======== Excerpt

Fact Check: Was Kanha tigress really eaten by a tiger? What the evidence suggests

Jay Mazoomdaar
Almost nothing was left of the carcass that was found in Kanha. (Express Photo)

On Monday, news reports suggested that in a suspected act of cannibalism, a tiger may have killed and eaten a tigress in Kanha Tiger Reserve of Madhya Pradesh. The news agency PTI quoted Kanha field director K Krishnamurthy as saying that "circumstantial evidence suggests that the tiger, during a territorial fight, dragged the tigress for about 700 metres". How frequently do animals feed on their own?

First thing first. The deceased Kanha tigress was unlikely to have been the victim of a tiger. A male tiger has no reason to eliminate a mating option, unless she was defending her cubs.

The remains showed that even the innards and almost the entire skin were missing. Tigers may not be picky, but they do not eat dirty. Barely anything was left of the carcass; even the large bones were picked clean. That would require a range of scavengers to take turns, but the freshness of the skull did not allow for so much time. The carcass looked a mystery, but it did not justify a cannibal tale. Because cannibalism is rare - and often occurs, when it does, under unusual circumstances.

Eating each other

Cannibalistic behaviour has been recorded in less than 2,000 out of over a million formally described species on earth. In species that are not naturally cannibalistic, it can be triggered by a scarcity of resources or the urge to push one's genes.

Yet, cannibalism is not unnatural. It is well known that praying mantises eat their partners during sex to maximise egg output. Cane toad tadpoles gorge on the eggs of their species to preempt competition. Every desert spider mom regurgitates food to help her young ones grow until she serves herself up to be devoured alive.

Evidently, nature does not consider it as "ungodly" as we do. The cannibal morph of tiger salamanders feed on the non-cannibal ones for extra nutrition. Embryonic Lamnoid sharks feast on their smaller siblings inside the mother's womb to grow fast and maximise their chances of survival after birth.

================
======== Records

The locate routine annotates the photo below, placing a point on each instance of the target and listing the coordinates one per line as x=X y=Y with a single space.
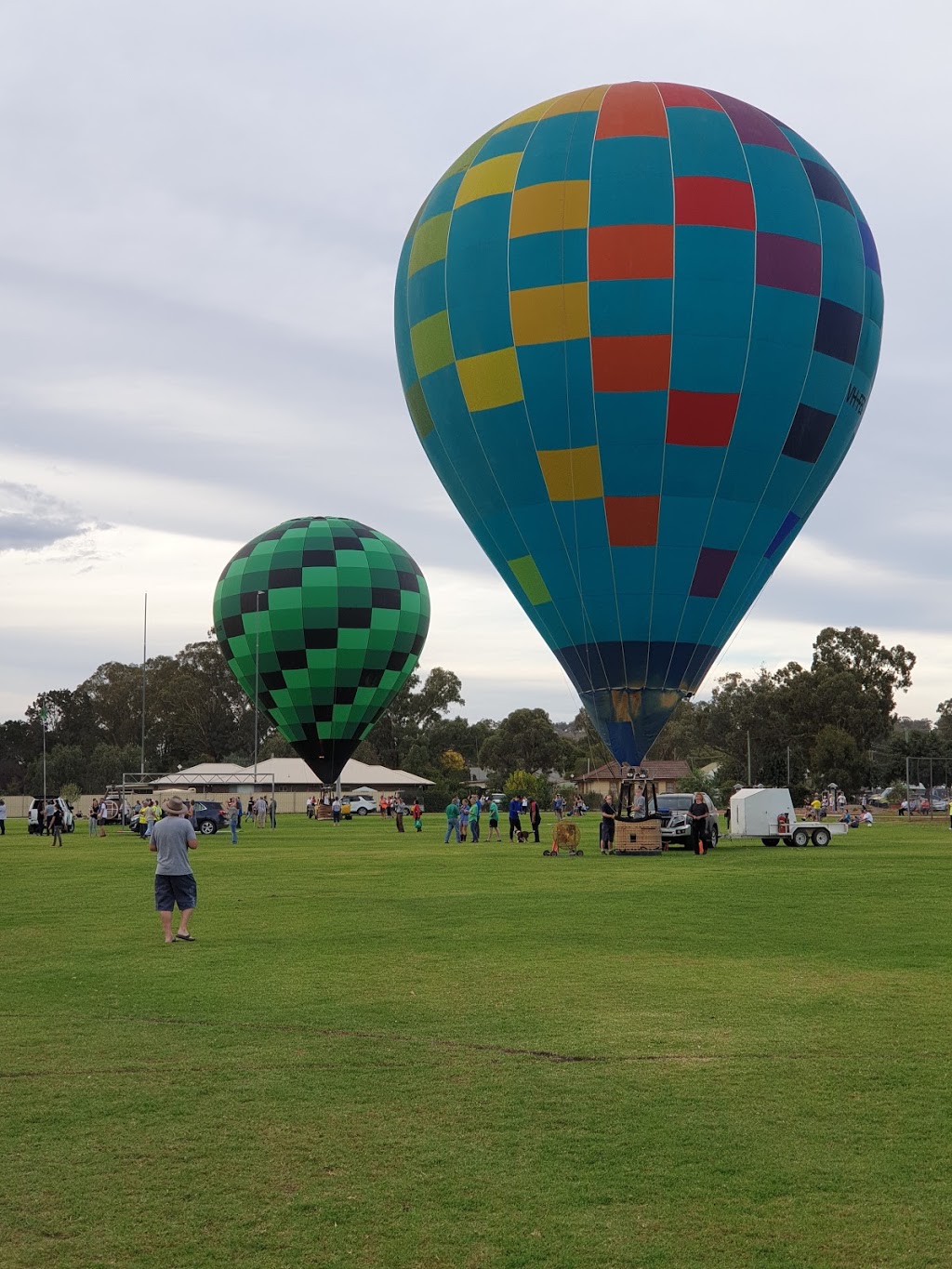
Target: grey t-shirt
x=170 y=838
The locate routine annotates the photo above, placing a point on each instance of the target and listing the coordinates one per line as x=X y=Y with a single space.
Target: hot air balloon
x=322 y=621
x=638 y=326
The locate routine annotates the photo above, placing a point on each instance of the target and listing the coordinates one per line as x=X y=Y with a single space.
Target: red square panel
x=714 y=201
x=631 y=364
x=632 y=522
x=701 y=417
x=632 y=111
x=631 y=251
x=683 y=94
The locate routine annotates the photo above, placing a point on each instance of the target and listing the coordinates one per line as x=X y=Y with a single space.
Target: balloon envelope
x=322 y=619
x=638 y=326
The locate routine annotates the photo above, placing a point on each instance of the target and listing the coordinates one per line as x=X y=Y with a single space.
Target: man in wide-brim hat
x=172 y=839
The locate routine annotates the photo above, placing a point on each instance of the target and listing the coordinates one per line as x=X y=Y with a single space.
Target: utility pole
x=145 y=629
x=42 y=722
x=258 y=664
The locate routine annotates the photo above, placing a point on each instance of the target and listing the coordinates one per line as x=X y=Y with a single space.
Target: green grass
x=389 y=1052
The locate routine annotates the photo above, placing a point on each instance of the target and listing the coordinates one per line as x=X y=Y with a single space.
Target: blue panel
x=705 y=143
x=681 y=523
x=427 y=292
x=826 y=383
x=631 y=428
x=692 y=471
x=443 y=197
x=843 y=270
x=478 y=277
x=548 y=259
x=560 y=149
x=402 y=325
x=707 y=364
x=546 y=369
x=631 y=308
x=631 y=181
x=782 y=197
x=729 y=522
x=508 y=141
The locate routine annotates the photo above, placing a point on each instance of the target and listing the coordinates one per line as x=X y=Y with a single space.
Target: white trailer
x=770 y=815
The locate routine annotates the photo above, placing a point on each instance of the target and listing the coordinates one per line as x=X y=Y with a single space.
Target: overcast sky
x=202 y=208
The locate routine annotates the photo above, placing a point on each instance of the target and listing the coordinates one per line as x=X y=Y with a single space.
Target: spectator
x=452 y=820
x=514 y=821
x=605 y=829
x=494 y=820
x=56 y=823
x=535 y=816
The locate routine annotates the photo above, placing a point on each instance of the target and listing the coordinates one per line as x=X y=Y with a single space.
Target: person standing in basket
x=172 y=839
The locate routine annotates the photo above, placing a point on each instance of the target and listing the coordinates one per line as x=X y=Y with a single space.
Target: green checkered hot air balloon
x=322 y=621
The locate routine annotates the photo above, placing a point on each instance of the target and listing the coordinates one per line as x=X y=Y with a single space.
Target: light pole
x=258 y=663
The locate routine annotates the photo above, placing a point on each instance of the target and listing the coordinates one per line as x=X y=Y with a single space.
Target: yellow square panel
x=490 y=379
x=572 y=473
x=548 y=315
x=582 y=99
x=493 y=177
x=555 y=205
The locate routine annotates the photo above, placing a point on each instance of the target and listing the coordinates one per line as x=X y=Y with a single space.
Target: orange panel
x=631 y=364
x=632 y=111
x=631 y=251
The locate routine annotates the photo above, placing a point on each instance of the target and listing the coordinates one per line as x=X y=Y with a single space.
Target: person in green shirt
x=452 y=820
x=494 y=821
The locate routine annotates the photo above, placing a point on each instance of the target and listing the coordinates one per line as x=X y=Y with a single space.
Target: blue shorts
x=179 y=890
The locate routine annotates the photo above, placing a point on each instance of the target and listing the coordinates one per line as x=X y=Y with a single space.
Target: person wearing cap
x=172 y=839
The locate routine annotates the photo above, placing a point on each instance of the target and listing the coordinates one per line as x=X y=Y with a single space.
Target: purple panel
x=869 y=254
x=711 y=573
x=826 y=185
x=754 y=127
x=791 y=264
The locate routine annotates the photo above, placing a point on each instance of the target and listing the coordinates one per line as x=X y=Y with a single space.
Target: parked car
x=209 y=816
x=676 y=821
x=361 y=805
x=34 y=816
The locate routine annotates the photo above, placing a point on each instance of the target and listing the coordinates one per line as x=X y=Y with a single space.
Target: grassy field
x=384 y=1051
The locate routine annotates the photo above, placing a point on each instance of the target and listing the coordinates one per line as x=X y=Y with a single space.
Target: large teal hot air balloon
x=322 y=621
x=638 y=326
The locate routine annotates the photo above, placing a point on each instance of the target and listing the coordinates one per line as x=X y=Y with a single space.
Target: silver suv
x=676 y=821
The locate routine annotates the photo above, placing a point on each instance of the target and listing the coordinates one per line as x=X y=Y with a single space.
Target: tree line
x=830 y=722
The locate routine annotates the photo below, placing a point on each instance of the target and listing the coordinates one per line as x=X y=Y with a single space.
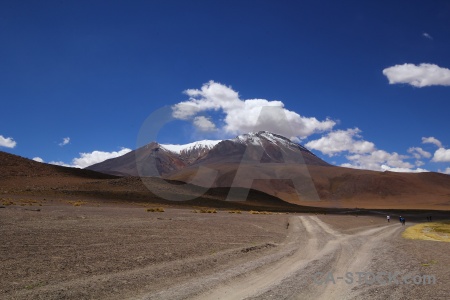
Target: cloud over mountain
x=7 y=142
x=243 y=115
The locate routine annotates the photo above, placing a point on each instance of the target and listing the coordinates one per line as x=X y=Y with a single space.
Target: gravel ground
x=115 y=251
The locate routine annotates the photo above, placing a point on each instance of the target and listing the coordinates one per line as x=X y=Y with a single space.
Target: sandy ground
x=58 y=251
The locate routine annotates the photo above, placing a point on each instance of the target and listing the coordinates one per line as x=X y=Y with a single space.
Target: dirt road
x=120 y=252
x=293 y=271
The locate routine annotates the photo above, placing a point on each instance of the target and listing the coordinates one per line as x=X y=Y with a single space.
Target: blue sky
x=367 y=83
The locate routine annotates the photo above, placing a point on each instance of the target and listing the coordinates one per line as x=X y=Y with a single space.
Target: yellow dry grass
x=155 y=209
x=433 y=231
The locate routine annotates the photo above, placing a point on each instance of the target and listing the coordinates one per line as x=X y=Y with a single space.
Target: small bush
x=205 y=211
x=255 y=212
x=77 y=203
x=155 y=209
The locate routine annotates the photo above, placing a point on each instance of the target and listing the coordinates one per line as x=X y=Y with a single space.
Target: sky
x=364 y=84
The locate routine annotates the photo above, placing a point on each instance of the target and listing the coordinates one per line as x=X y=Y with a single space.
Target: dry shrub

================

- [Exercise tasks]:
[a] Reproduce from the Kanha tigress fact-check everything from "Cannibalistic behaviour has" down to "be devoured alive.".
[b] Pick up the fact-check on the Kanha tigress and cannibalism right after its last sentence and carry it on.

- [Answers for the exercise]:
[a]
Cannibalistic behaviour has been recorded in less than 2,000 out of over a million formally described species on earth. In species that are not naturally cannibalistic, it can be triggered by a scarcity of resources or the urge to push one's genes.

Yet, cannibalism is not unnatural. It is well known that praying mantises eat their partners during sex to maximise egg output. Cane toad tadpoles gorge on the eggs of their species to preempt competition. Every desert spider mom regurgitates food to help her young ones grow until she serves herself up to be devoured alive.

[b]
Particularly among large carnivores, though, the risk of pathogen transmission limits cannibalistic behaviour. Recent studies, however, suggest that cannibalism may actually reduce the prevalence of parasites by reducing the number of susceptible hosts. While that debate continues, cannibalistic behaviour is well documented among cats, both domestic and wild, under certain circumstances.

Cats eating cats

All male cats are wired to kill the offspring of another cat. The purpose is to deny rival male cats reproductive success and establish one's own bloodline. A female cat returns to oestrus (a sexually receptive and fertile state) immediately after losing her cubs and the murderous male can mate to give his genes a chance. When a male kills his rival's cubs, records show, he often ends up consuming them.

A cat mother, though, will fight tooth and nail to defend her kittens or cubs. While a tiger has no incentive for killing a tigress and reduce his breeding options, a defending mother may push it and fight to death. In April 2009, Ranthambhore's Berdha female (T4) died defending her adolescent cubs. Her sacrifice was not wasted as both her offspring - T40 male and T41 female - survived.

Fights among two adult tigers of the same sex may also lead to cannibalism. A dominant tiger seeks to eliminate weaker males and become the only mating option for the tigresses in the vicinity. Tigresses may fight over prime territories and access to resources but these battles rarely turn fatal.

Cat moms may themselves kill their offspring under unusual conditions. If resources are limited, she may eliminate the weaker cubs to focus on the survival of those that stand a better chance. It is also possible that a cat under stress will reflexively direct the aggression to her cubs. There are instances of captive leopards chewing up their cubs delivered inside trap cages exposed to people.

In none of these cases, cannibalism is driven by hunger. Carnivores rarely consume another carnivore as food. But the very act of killing involves a heightened aggression that can make a predator get into an involuntary mode where it starts eating what it has killed. Going by eyewitness accounts, Ranthambhore's tigress Machhli partially consumed a marsh crocodile it famously vanquished. There are recorded instances of tigers and leopards biting into a territorial rival they killed.

In most of these recorded instances, the big cats did not finish the meal and, probably as the hormones settled, moved on. In a rare case or two, leopards did return to feed on leopard carcasses. But there is not enough to suggest that the predatory behaviour of big cats include cannibalism.

That is why Kanha's tigress carcass, whether or not consumed by a big cat, makes an unlikely case for tiger-eating tigers in the prowl. Conservation is anyway a fraught battle and does not require imaginary threats.